— 閱讀摘錄 —
#####
---
# System prepended metadata

title: Digital Design Interview Note
tags: [工作]

---

# Digital Design Interview Note

[TOC]

## ICD Knowledge

### Latch
![](https://i.imgur.com/E6NY4ca.png =50%x)


### Flip-flop
![](https://i.imgur.com/tv3FbCD.png)


### **Metastability**
metastable會發生在flip-flop的output(Q pin)穩定的時間大於clk-to-q($t_{cq}$)時間 。
![](https://i.imgur.com/y3WG22Q.png)
![](https://i.imgur.com/kp5y9dk.png)

`Solution (double flip-flop synchronizer)`：直接在後一級的flip-flop後面再接上由相同clk驅動的flip-flop。

### **Clock domain crossing** (CDC)

#### **single bit signal**
$\rightarrow$可用double flip-flop synchronizer解決 
但不適合用於pulse signal，因此使用Pulse synchronizer

**Pulse synchronizer**：透過XOR gate將pulse signal轉為level signal，穿過double flip-flop後，再透過XOR gate將level signal轉回pulse signal
![](https://i.imgur.com/UuK9bvn.png)
Pulse synchronizer之侷限性：source clk domain的連續兩個pulse之間的間隔要足夠大，滿足destination domain的3個edge要求。
#####
— 資料內容 —
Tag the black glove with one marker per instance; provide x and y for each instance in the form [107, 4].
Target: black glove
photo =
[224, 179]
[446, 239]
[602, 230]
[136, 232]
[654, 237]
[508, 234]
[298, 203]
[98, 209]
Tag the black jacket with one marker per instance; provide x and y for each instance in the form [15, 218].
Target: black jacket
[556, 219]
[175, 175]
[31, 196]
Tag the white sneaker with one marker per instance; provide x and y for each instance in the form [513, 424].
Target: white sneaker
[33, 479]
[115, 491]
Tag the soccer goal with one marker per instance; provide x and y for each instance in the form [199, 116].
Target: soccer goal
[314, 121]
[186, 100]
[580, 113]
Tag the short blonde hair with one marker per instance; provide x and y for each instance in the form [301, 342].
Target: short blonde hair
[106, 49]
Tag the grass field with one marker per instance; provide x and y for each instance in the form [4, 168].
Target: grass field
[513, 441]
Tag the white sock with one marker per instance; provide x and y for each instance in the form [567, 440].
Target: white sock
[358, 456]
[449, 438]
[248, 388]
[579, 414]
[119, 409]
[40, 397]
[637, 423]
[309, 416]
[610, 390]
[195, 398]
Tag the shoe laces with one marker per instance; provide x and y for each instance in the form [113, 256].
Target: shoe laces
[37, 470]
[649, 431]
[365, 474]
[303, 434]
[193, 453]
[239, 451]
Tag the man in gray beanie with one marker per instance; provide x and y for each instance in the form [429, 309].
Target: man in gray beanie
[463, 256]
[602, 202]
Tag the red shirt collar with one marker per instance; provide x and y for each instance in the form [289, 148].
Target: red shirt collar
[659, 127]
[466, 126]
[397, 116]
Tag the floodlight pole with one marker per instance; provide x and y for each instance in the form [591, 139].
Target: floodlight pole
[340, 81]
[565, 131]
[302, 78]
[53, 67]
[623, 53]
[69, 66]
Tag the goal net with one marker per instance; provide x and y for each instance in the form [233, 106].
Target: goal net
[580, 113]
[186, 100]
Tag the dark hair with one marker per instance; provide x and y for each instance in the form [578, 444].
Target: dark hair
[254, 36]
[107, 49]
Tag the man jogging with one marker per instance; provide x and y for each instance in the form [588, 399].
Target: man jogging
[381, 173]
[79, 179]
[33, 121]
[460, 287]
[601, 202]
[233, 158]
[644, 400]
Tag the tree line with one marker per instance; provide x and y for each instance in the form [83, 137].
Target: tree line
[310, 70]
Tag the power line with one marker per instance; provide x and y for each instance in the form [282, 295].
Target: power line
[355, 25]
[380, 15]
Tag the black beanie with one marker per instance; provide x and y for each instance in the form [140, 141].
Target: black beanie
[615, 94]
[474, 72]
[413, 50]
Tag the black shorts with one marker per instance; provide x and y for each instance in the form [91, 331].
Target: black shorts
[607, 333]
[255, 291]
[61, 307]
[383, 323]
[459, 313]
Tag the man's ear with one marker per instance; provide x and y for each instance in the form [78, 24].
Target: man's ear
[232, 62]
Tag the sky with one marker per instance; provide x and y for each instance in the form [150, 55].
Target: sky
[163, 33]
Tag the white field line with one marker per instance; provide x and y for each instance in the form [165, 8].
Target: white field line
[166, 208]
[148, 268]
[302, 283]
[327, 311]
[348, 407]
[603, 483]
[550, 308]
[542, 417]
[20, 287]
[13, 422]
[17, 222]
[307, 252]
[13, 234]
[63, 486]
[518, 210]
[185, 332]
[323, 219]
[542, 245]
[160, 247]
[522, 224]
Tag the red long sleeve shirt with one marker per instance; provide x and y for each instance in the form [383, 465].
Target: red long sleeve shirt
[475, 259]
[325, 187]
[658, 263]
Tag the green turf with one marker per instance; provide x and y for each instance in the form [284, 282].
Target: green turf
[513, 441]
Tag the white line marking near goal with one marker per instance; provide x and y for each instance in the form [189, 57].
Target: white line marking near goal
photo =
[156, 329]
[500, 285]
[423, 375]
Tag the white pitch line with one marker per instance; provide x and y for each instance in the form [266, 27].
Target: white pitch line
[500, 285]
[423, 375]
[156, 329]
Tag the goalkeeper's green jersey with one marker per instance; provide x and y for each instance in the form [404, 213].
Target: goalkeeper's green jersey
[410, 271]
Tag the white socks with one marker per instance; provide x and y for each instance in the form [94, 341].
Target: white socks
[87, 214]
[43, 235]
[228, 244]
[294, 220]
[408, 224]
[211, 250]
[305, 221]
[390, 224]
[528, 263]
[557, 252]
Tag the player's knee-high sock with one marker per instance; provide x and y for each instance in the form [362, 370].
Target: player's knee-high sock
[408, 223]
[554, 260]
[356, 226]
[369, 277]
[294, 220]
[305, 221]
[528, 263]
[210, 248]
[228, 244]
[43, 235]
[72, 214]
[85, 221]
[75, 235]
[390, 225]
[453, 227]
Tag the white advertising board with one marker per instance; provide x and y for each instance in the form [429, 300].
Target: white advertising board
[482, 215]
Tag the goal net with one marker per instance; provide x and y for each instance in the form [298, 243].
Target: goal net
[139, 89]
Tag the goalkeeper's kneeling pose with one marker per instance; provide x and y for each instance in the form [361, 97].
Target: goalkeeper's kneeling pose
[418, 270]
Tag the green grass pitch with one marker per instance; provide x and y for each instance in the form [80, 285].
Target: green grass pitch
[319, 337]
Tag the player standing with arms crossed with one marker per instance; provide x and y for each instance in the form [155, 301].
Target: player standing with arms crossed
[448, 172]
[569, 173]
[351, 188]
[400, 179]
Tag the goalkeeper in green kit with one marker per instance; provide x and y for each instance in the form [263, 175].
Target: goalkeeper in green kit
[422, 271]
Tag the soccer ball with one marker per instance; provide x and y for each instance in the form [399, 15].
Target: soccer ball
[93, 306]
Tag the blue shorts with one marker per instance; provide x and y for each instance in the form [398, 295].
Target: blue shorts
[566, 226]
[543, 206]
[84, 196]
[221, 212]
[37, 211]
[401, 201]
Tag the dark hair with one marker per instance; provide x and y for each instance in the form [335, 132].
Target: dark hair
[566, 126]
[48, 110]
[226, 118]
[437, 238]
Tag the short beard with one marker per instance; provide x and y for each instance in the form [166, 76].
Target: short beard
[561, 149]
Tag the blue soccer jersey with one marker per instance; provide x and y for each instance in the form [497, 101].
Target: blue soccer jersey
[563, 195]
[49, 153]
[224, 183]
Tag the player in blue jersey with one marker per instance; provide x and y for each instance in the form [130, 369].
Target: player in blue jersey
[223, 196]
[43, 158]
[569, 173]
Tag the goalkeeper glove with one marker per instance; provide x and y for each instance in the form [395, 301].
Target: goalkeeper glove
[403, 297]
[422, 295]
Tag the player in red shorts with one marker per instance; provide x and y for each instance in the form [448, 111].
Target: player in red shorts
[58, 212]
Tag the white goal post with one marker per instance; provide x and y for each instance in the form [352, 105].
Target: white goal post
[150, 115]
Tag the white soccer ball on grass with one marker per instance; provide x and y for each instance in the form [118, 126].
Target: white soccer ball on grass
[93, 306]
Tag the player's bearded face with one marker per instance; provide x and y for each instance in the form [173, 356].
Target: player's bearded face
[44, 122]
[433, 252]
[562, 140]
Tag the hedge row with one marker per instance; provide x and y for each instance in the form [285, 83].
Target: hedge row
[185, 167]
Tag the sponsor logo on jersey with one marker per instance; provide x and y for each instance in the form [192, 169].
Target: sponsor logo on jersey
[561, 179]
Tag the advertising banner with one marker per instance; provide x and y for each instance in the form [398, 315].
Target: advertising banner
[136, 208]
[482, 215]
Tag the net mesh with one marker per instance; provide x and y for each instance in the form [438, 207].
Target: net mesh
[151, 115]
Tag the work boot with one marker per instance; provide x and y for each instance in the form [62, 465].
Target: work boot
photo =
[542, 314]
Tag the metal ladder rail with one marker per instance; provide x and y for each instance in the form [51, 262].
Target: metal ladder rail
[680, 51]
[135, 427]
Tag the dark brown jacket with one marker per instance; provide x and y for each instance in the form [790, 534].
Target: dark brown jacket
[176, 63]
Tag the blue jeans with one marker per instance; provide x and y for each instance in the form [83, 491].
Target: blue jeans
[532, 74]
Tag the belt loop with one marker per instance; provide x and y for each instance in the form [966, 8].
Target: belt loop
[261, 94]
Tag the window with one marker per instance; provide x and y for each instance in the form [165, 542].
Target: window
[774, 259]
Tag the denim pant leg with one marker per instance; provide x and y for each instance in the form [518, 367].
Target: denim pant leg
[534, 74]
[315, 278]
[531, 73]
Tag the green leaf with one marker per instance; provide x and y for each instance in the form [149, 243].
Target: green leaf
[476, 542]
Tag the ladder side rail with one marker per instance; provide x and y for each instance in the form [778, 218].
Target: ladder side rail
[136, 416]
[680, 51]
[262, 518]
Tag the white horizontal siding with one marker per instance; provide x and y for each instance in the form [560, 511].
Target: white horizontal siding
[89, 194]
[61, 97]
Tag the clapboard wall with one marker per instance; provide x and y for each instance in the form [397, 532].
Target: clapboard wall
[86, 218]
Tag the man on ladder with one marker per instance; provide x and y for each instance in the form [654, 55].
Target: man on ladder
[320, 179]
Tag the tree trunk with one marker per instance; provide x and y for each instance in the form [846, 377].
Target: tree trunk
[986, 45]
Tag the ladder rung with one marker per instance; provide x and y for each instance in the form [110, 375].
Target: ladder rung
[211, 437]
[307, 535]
#####
— 題目 1 —
請把這份數位設計筆記中從「### **Clock domain」到「clk domain的連續兩個pulse之間的間隔要足夠大，滿足destination domain的3個edge要求。」的這一段原樣抄下來。
— 題目 2 —
以下三句話和數位設計筆記的說法一致嗎？每句答「是」或「否」，並引出筆記中作為根據的原句。
(a) double flip-flop synchronizer也適合用在pulse signal上。
(b) Pulse synchronizer先透過XOR gate把pulse signal轉成level signal。
(c) double flip-flop synchronizer後面接上的那一級flip-flop是由不同的clk驅動的。

— 參考解答 1 —
### **Clock domain crossing** (CDC)

#### **single bit signal**
$\rightarrow$可用double flip-flop synchronizer解決 
但不適合用於pulse signal，因此使用Pulse synchronizer

**Pulse synchronizer**：透過XOR gate將pulse signal轉為level signal，穿過double flip-flop後，再透過XOR gate將level signal轉回pulse signal
![](https://i.imgur.com/UuK9bvn.png)
Pulse synchronizer之侷限性：source clk domain的連續兩個pulse之間的間隔要足夠大，滿足destination domain的3個edge要求。

— 參考解答 2 —
(a) 否：「但不適合用於pulse signal，因此使用Pulse synchronizer」
(b) 是：「透過XOR gate將pulse signal轉為level signal」
(c) 否：「直接在後一級的flip-flop後面再接上由相同clk驅動的flip-flop」